Extrait fourni:
Funérailles de M. Joseph Bertrand

Le 6 avril 1900

Marcellin BERTHELOT

INSTITUT DE FRANCE

ACADÉMIE FRANÇAISE

FUNÉRAILLES DE M. JOSEPH BERTRAND

MEMBRE DE L’ACADÉMIE FRANÇAISE

SECRÉTAIRE PERPÉTUEL DE L’ACADEMIE DES SCIENCES

Le Vendredi 6 avril 1900

DISCOURS

DE

M. BERTHELOT

SECRÉTAIRE PERPÉTUEL DE L’ACADÉMIE DES SCIENCES

 

 

MESSIEURS, MES CHERS CONFRÈRES,

L’Académie est dans la douleur ! Elle perd en ce moment l’un de ses représentants les plus illustres et les plus dévoués. Mais la perte est plus grande et plus douloureuse peut-être pour les amis, séparés par la mort de Joseph Bertrand Voici quarante-six ans que nous sommes liés d’une affection qui n’a pas souffert d’éclipse. C’était en 1854 : Bertrand, âgé de 32 ans, déjà célèbre par ses découvertes mathématiques, était professeur au Lycée Napoléon. Moins âgé que lui de cinq ans, je venais de débuter par la synthèse des corps gras. Bertrand, empressé à sympathiser avec toute jeune espérance scientifique, m’accueillit et me donna son amitié. Plus tard nous fûmes collègues au Collège de France.

Informations affichées:
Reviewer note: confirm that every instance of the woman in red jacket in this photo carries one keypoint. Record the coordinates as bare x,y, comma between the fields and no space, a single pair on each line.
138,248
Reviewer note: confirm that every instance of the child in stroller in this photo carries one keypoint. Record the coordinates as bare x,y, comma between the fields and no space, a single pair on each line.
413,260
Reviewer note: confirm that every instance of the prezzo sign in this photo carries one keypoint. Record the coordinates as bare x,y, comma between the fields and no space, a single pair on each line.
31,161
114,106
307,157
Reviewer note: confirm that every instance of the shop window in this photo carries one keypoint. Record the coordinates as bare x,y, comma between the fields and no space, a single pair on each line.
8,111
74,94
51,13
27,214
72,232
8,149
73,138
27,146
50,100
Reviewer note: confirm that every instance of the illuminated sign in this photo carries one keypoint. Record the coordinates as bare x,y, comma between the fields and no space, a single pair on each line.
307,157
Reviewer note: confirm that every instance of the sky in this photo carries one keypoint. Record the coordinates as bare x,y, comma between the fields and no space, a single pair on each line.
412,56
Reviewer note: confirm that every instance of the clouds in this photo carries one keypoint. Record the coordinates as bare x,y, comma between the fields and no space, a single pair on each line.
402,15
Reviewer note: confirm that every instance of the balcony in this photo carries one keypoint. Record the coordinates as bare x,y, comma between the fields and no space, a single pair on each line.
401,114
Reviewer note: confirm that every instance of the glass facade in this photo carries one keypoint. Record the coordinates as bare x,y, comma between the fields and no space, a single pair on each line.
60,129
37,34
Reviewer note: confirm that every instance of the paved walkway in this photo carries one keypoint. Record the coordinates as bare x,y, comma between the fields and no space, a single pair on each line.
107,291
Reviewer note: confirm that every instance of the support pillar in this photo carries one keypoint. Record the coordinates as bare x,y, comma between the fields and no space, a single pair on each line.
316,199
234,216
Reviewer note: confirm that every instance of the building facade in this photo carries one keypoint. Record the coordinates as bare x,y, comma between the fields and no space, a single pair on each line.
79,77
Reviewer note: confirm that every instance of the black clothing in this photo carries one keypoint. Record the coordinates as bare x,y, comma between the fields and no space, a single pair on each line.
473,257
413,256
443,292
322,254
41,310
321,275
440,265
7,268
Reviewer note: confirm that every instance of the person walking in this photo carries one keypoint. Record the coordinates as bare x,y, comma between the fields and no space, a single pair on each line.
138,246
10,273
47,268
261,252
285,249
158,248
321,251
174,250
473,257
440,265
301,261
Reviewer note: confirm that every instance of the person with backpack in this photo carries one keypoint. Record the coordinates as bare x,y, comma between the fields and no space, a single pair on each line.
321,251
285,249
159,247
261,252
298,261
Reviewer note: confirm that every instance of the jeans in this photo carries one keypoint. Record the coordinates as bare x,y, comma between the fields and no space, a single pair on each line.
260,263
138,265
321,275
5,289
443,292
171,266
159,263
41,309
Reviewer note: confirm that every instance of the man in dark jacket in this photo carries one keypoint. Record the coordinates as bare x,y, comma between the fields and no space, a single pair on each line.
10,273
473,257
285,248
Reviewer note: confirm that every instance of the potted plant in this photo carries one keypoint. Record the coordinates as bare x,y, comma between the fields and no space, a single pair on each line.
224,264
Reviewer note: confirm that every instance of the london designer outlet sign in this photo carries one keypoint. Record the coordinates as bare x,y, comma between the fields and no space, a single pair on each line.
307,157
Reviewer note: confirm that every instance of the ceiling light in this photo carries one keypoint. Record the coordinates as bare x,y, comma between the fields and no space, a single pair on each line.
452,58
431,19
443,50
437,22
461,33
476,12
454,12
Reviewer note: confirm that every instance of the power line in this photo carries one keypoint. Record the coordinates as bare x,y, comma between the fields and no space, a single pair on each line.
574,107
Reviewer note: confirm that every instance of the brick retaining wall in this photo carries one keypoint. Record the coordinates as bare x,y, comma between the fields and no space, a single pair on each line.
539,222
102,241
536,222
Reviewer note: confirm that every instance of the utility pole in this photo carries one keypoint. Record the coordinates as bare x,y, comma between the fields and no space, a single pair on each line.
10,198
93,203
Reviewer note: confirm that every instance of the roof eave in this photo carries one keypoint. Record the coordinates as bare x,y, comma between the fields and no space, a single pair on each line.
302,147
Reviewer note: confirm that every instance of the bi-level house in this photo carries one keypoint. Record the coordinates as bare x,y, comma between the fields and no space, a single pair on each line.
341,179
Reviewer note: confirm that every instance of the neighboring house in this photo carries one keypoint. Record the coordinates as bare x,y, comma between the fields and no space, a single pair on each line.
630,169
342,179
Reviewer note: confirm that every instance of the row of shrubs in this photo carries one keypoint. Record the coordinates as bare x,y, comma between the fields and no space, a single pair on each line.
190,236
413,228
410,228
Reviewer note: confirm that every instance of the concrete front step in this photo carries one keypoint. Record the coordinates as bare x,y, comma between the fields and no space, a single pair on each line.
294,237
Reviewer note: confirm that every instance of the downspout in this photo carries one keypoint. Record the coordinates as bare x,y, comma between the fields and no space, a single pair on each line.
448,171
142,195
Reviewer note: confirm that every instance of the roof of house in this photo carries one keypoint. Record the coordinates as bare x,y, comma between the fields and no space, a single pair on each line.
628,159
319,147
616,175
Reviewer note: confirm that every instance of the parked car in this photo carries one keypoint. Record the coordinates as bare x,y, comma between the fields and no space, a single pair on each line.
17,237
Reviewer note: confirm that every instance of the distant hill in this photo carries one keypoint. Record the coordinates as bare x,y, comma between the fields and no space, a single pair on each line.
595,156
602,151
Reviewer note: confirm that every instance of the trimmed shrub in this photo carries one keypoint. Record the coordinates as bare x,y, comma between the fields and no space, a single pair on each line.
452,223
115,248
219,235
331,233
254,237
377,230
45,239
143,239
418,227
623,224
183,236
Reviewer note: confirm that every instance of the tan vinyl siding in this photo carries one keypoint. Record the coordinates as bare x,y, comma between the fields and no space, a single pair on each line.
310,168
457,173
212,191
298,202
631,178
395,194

Vos consignes: Dans le discours funèbre, qu'est-ce qui explique que Bertrand ait accueilli Berthelot et lui ait donné son amitié en 1854 ? Répondez en une à trois phrases.

Résultat: Bertrand était empressé à sympathiser avec toute jeune espérance scientifique. Or Berthelot, de cinq ans son cadet, venait alors de débuter par la synthèse des corps gras.